PROBLEM STATEMENT ::
Your task is to repeat the data exactly, every line of it.

*** SOURCE MATERIAL ***

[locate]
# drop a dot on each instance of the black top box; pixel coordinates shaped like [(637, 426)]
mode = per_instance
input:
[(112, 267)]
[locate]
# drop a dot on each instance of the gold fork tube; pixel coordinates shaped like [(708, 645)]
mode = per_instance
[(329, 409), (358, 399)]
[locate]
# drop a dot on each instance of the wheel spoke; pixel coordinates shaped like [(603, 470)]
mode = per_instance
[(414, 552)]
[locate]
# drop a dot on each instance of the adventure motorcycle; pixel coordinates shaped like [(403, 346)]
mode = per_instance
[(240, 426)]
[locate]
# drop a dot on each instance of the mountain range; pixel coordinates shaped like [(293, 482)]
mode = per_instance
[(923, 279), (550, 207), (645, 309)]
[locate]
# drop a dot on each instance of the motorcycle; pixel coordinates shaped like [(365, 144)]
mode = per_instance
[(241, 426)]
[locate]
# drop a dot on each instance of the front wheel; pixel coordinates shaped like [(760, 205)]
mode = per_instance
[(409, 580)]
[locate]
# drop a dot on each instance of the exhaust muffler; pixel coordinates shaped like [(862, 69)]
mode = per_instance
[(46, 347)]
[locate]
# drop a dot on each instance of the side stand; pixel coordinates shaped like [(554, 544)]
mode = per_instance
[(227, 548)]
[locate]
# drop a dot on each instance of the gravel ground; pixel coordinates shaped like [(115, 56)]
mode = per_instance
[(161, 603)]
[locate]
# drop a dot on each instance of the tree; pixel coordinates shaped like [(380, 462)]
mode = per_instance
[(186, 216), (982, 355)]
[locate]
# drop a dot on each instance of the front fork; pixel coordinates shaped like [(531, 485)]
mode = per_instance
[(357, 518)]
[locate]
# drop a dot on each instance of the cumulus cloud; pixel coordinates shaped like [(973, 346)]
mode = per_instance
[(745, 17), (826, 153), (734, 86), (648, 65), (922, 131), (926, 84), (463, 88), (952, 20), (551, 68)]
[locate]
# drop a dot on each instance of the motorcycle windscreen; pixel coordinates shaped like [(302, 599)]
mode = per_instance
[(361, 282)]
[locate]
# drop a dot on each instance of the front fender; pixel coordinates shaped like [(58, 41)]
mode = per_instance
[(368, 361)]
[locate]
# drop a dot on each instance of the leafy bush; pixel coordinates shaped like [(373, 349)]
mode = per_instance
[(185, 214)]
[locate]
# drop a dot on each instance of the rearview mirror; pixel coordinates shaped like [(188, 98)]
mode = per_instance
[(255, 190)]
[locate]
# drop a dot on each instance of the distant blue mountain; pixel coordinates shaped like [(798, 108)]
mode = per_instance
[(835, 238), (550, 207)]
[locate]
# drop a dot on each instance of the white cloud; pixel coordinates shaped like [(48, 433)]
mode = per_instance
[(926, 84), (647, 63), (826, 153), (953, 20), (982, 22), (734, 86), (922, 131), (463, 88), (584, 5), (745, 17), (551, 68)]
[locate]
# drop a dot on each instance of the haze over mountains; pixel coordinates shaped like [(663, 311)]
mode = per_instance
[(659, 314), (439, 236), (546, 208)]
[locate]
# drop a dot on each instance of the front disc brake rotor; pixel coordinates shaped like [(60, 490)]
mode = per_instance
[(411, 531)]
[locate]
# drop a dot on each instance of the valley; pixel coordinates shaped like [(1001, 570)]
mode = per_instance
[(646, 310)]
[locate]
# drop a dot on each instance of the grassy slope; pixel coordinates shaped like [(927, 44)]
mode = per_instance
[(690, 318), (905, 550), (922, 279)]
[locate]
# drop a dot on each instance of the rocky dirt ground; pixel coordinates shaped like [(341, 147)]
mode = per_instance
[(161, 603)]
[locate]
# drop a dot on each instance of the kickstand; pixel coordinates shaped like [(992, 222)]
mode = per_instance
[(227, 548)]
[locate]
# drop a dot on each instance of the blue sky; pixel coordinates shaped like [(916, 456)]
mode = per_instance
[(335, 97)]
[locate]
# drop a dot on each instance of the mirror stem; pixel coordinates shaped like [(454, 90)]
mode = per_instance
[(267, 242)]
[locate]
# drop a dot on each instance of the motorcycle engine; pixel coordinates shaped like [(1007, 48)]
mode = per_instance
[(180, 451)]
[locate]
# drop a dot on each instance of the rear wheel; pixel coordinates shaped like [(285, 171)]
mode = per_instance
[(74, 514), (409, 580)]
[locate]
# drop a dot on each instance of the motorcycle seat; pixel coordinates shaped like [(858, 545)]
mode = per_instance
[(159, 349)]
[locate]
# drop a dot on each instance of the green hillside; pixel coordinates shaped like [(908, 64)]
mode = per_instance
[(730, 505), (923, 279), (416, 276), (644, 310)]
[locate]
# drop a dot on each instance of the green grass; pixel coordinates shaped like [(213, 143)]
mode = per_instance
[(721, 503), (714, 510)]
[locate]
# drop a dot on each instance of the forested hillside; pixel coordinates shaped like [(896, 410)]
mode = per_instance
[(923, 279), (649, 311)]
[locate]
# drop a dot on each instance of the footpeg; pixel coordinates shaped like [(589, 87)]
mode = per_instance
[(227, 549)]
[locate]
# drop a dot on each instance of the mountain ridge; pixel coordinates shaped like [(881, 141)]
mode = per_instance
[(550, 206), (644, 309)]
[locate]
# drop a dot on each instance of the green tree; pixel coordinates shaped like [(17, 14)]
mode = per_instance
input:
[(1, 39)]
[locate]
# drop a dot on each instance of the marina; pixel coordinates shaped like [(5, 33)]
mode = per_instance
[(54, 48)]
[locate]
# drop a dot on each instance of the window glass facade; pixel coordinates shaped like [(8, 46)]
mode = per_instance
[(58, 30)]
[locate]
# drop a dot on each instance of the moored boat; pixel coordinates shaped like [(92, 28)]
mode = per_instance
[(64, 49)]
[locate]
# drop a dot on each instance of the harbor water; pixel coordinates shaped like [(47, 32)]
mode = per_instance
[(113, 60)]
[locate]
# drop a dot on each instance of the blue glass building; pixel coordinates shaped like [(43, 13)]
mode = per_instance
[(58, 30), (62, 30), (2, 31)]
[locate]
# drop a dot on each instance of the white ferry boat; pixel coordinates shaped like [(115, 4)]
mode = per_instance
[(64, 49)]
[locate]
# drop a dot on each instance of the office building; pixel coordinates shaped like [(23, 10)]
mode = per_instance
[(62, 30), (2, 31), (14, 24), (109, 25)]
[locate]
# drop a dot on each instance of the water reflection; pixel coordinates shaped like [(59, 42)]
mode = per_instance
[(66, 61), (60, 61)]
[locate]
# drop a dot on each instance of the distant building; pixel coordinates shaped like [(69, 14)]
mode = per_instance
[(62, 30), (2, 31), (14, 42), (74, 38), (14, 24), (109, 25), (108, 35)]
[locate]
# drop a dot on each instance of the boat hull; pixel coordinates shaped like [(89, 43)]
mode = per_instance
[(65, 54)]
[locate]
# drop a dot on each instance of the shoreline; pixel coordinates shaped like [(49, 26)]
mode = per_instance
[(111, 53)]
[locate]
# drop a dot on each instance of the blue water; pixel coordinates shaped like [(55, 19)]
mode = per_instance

*** End of SOURCE MATERIAL ***

SOLUTION TO THIS EXERCISE ::
[locate]
# drop a dot on each instance of the black top box; pixel coordinates shaped like [(637, 426)]
mode = per_instance
input:
[(112, 267)]
[locate]
# drop a dot on each instance of the gold fork tube; pixel coordinates shaped like [(708, 645)]
mode = per_instance
[(329, 409), (358, 399)]
[locate]
# drop a dot on each instance of the wheel spoke; pixel coordinates shaped like [(603, 470)]
mode = per_instance
[(414, 552)]
[locate]
# drop a dot on each instance of the adventure motorcycle; pixel coordinates shaped like [(403, 346)]
mode = per_instance
[(240, 426)]
[locate]
# drop a dot on each instance of the mountain range; pixel coordinates shaped like [(293, 482)]
mode = per_instance
[(923, 279), (550, 207), (645, 309)]
[locate]
# drop a dot on each instance of the motorcycle; pixel coordinates shaped like [(365, 144)]
mode = per_instance
[(241, 426)]
[locate]
# drop a dot on each instance of the front wheel; pixel coordinates shaped like [(760, 205)]
mode = per_instance
[(409, 580)]
[locate]
# drop a dot on each instance of the exhaust muffler; pixel coordinates shaped like [(862, 69)]
mode = per_instance
[(46, 347)]
[locate]
# drop a dot on each instance of the side stand; pixel coordinates shaped like [(554, 544)]
mode = per_instance
[(227, 548)]
[locate]
# drop a dot on each instance of the gravel ground; pixel coordinates shaped like [(115, 56)]
mode = per_instance
[(161, 603)]
[locate]
# drop a dot on each instance of the tree; pixel coordinates shaped like [(380, 462)]
mode = per_instance
[(186, 216), (982, 355)]
[locate]
# drop a dot on each instance of the front fork; pixel coordinates shaped like [(531, 485)]
mode = per_instance
[(357, 518)]
[locate]
# drop a dot on each instance of the cumulus cloud; pixel coordinates shaped like [(973, 346)]
mode = per_instance
[(745, 17), (826, 153), (734, 86), (648, 65), (922, 131), (926, 84), (463, 88), (952, 20), (551, 68)]
[locate]
# drop a dot on each instance of the motorcycle windscreen; pixel coordinates shaped like [(302, 599)]
mode = per_instance
[(361, 282)]
[locate]
# drop a dot on each instance of the front fender; pixel coordinates shaped like [(58, 41)]
mode = per_instance
[(368, 361)]
[locate]
# drop a dot on each instance of the leafy bush; pixel coordinates shaped like [(373, 349)]
mode = per_instance
[(185, 214)]
[locate]
# drop a dot on each instance of the rearview mirror; pixel coordinates shaped like [(188, 98)]
mode = per_instance
[(255, 190)]
[locate]
# drop a dot on each instance of the distant blue mountain; pixel coordinates shaped like [(798, 108)]
mode = per_instance
[(835, 238), (550, 207)]
[locate]
# drop a dot on each instance of the white cloud; pixel coordinates shaped like [(48, 433)]
mode = per_instance
[(926, 84), (647, 63), (826, 153), (953, 20), (982, 22), (734, 86), (922, 131), (463, 88), (584, 5), (745, 17), (551, 68)]
[locate]
# drop a dot on each instance of the haze over mountains; pixel coordinates shaped like [(663, 311)]
mode = per_instance
[(659, 314), (439, 236), (546, 208)]
[locate]
# drop a dot on each instance of the front disc brake rotor; pixel coordinates shaped like [(60, 490)]
mode = per_instance
[(411, 531)]
[locate]
# drop a dot on each instance of the valley; pixel coordinates shaped like [(1001, 570)]
mode = per_instance
[(646, 310)]
[locate]
# drop a dot on each instance of the grassy slope; pixel coordinates shaped like [(927, 44)]
mode = per_instance
[(690, 318), (905, 550), (922, 279)]
[locate]
# drop a dot on each instance of the rocky dirt ground; pixel coordinates shaped like [(341, 147)]
mode = per_instance
[(161, 603)]
[locate]
# drop a dot on each instance of the kickstand; pixel coordinates shaped like [(992, 222)]
mode = per_instance
[(227, 548)]
[locate]
# drop a dot on each instance of the blue sky; pixel coordinates shaped like [(916, 456)]
mode = per_instance
[(335, 97)]
[locate]
# drop a dot on each instance of the mirror stem; pixel coordinates shaped like [(454, 90)]
mode = per_instance
[(267, 242)]
[locate]
# drop a dot on each instance of the motorcycle engine; pixel coordinates shaped like [(1007, 48)]
mode = per_instance
[(180, 451)]
[locate]
# drop a dot on each instance of the rear wheel; pixel coordinates shaped like [(285, 171)]
mode = per_instance
[(74, 514), (409, 580)]
[locate]
# drop a dot on each instance of the motorcycle seat; pixel coordinates shaped like [(858, 545)]
mode = per_instance
[(159, 349)]
[locate]
# drop a dot on each instance of the green hillside; pixel coordinates shaped like [(908, 64)]
mode = per_instance
[(730, 505), (923, 279), (416, 276), (644, 310)]
[locate]
# drop a dot on each instance of the green grass; pixel coordinates shaped like [(213, 143)]
mode = per_instance
[(721, 503), (714, 510)]
[locate]
# drop a dot on each instance of the forested hillside; pixel coordinates shaped like [(896, 410)]
mode = per_instance
[(923, 279), (649, 311)]
[locate]
# drop a dot on each instance of the footpeg; pixel coordinates shaped like [(589, 87)]
mode = per_instance
[(227, 549)]
[locate]
# drop a dot on each instance of the mountain ridge; pixel coordinates shaped like [(881, 141)]
mode = per_instance
[(550, 206), (644, 309)]
[locate]
# drop a dot on each instance of the green tree; pixel coordinates shaped like [(17, 14)]
mode = per_instance
input:
[(1, 39)]
[locate]
# drop a dot on each instance of the marina; pixel coordinates shaped like [(5, 33)]
mode = per_instance
[(54, 48)]
[locate]
# drop a dot on each instance of the window glass facade; pixel coordinates shaped like [(8, 46)]
mode = per_instance
[(58, 30)]
[locate]
# drop a dot on each instance of the moored boat; pixel coordinates shaped like [(92, 28)]
mode = per_instance
[(64, 49)]
[locate]
# drop a dot on each instance of the harbor water; pixel coordinates shaped like [(47, 32)]
mode = per_instance
[(113, 60)]
[locate]
# drop a dot on each instance of the blue glass building; pixel coordinates shaped like [(43, 13)]
mode = per_instance
[(58, 30), (62, 30), (2, 31)]
[locate]
# drop a dot on each instance of the white ferry boat; pixel coordinates shaped like [(115, 4)]
mode = per_instance
[(64, 49)]
[locate]
# drop a dot on each instance of the office building; pixel coordinates shaped like [(23, 10)]
mode = per_instance
[(62, 30), (2, 31), (14, 24), (109, 25)]
[locate]
# drop a dot on each instance of the water reflection; pixel coordinates shaped like [(59, 42)]
mode = per_instance
[(66, 61), (60, 61)]
[locate]
# drop a dot on each instance of the distant building; pixel coordinates shaped like [(69, 14)]
mode = per_instance
[(62, 30), (2, 31), (14, 42), (74, 38), (14, 24), (109, 25), (108, 35)]
[locate]
# drop a dot on each instance of the boat hull; pixel coordinates shaped like [(89, 43)]
mode = per_instance
[(65, 54)]
[locate]
# drop a dot on each instance of the shoreline; pixel coordinates shaped like [(49, 26)]
mode = per_instance
[(111, 53)]
[locate]
# drop a dot on each instance of the blue water; pixel coordinates shaped like [(55, 19)]
mode = per_instance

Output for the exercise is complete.